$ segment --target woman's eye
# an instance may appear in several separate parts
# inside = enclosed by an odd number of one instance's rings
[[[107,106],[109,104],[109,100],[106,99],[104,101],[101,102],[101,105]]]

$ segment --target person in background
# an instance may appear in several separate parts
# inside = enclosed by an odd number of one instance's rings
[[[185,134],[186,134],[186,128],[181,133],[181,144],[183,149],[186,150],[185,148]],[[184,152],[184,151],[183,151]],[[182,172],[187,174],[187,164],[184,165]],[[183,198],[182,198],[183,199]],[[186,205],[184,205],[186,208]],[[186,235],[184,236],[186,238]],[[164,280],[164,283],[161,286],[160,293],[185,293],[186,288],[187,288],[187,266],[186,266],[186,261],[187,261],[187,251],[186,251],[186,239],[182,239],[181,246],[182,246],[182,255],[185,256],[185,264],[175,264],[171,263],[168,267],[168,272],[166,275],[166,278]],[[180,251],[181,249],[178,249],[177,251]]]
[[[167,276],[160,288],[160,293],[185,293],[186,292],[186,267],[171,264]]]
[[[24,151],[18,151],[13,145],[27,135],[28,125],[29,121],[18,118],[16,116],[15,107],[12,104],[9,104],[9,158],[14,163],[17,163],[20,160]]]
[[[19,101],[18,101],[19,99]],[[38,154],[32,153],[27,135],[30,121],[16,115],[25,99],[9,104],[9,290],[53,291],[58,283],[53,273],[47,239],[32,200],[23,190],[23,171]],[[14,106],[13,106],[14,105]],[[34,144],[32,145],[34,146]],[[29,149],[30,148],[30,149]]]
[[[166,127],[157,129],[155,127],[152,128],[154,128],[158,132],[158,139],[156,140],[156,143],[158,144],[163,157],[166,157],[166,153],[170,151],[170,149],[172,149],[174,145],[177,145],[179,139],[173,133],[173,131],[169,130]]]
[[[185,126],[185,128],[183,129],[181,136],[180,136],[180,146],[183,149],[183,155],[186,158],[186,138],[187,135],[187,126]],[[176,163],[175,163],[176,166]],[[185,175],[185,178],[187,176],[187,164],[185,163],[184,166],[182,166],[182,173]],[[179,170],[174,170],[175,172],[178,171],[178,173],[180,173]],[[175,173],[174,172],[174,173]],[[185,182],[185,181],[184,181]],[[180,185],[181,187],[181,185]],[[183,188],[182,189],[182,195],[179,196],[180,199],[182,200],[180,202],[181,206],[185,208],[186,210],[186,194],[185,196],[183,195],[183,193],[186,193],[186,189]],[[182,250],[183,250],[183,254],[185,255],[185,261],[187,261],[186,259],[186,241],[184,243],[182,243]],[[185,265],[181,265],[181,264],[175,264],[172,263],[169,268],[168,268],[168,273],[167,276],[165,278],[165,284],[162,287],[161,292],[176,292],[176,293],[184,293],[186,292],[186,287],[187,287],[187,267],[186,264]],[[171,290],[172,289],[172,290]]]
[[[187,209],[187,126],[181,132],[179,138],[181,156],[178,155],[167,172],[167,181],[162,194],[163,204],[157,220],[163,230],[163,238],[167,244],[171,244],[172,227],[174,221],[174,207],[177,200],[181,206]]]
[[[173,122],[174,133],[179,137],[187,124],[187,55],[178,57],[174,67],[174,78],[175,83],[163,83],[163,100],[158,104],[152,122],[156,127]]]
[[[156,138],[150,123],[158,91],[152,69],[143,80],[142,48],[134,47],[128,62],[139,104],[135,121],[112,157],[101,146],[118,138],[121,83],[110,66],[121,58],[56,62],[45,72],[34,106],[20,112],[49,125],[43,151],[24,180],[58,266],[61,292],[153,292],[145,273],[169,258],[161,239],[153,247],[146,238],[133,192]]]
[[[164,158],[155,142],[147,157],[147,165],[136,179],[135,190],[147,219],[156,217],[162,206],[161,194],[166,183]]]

Task goal:
Your response should consist of the full listing, exactly as written.

Exercise solution:
$ segment --target woman's eye
# an instance may appear in several separate parts
# inside = enclosed by an odd number of one instance's rings
[[[107,106],[109,104],[109,100],[106,99],[104,101],[101,102],[101,105]]]

$ segment --target person in background
# an instance may appear in several separate parts
# inside = enclosed by an odd number of one instance's rings
[[[185,134],[186,134],[186,128],[181,133],[181,144],[183,149],[186,150],[185,148]],[[184,152],[184,151],[183,151]],[[182,172],[187,174],[187,164],[184,165]],[[183,198],[182,198],[183,199]],[[186,205],[184,205],[186,208]],[[186,235],[184,236],[186,238]],[[164,280],[164,283],[161,286],[160,293],[185,293],[186,288],[187,288],[187,266],[186,266],[186,261],[187,261],[187,251],[186,251],[186,239],[182,239],[181,246],[182,246],[182,255],[185,256],[185,264],[175,264],[171,263],[168,267],[168,272],[166,275],[166,278]],[[180,251],[181,249],[178,249],[177,251]]]
[[[167,276],[160,288],[160,293],[185,293],[186,292],[186,267],[171,264]]]
[[[24,151],[18,151],[13,145],[27,135],[28,125],[29,121],[18,118],[16,116],[15,107],[12,104],[9,104],[9,158],[14,163],[17,163],[20,160]]]
[[[19,101],[18,101],[19,99]],[[38,154],[32,153],[27,135],[30,121],[16,115],[25,99],[9,104],[9,290],[53,291],[58,283],[53,273],[47,239],[32,200],[23,190],[23,171]],[[14,106],[13,106],[14,105]],[[34,144],[32,145],[34,146]],[[29,149],[30,148],[30,149]]]
[[[166,127],[157,129],[155,127],[152,128],[154,128],[158,132],[158,139],[156,140],[156,143],[158,144],[163,157],[166,157],[166,153],[170,151],[170,149],[172,149],[174,145],[177,145],[179,139],[173,133],[173,131],[169,130]]]
[[[185,126],[185,128],[183,129],[181,136],[180,136],[180,146],[183,149],[183,155],[186,158],[186,138],[187,135],[187,126]],[[176,163],[175,163],[176,166]],[[185,175],[185,178],[187,176],[187,164],[185,163],[184,166],[182,166],[182,173]],[[179,170],[174,170],[175,172],[178,171],[178,173],[180,173]],[[175,173],[174,172],[174,173]],[[185,182],[185,181],[184,181]],[[180,185],[181,187],[181,185]],[[183,188],[182,189],[182,195],[179,196],[180,199],[182,200],[180,202],[181,206],[185,208],[186,210],[186,194],[185,196],[183,195],[183,193],[186,193],[186,189]],[[182,250],[183,250],[183,254],[185,255],[185,261],[187,261],[186,259],[186,241],[184,243],[182,243]],[[185,265],[181,265],[181,264],[175,264],[172,263],[169,268],[168,268],[168,273],[167,276],[165,278],[165,284],[162,287],[161,292],[176,292],[176,293],[184,293],[186,292],[186,287],[187,287],[187,267],[186,264]],[[171,290],[172,289],[172,290]]]
[[[187,209],[187,126],[181,132],[179,138],[181,156],[178,155],[167,172],[167,181],[162,194],[163,204],[157,220],[163,230],[163,238],[167,244],[171,244],[172,227],[174,221],[174,207],[177,200],[181,206]]]
[[[173,122],[174,133],[179,137],[187,124],[187,55],[178,57],[174,67],[174,78],[175,83],[163,83],[163,100],[158,104],[152,122],[156,127]]]
[[[156,138],[150,123],[158,91],[152,69],[143,80],[142,48],[134,47],[128,62],[139,104],[135,121],[112,157],[101,146],[118,138],[121,83],[110,66],[121,58],[56,62],[45,72],[34,106],[20,112],[49,125],[43,151],[24,180],[58,266],[61,292],[153,292],[145,273],[169,258],[161,239],[153,247],[146,238],[133,192]]]
[[[164,158],[155,142],[147,157],[147,165],[136,179],[135,190],[147,219],[156,217],[162,206],[161,194],[166,183]]]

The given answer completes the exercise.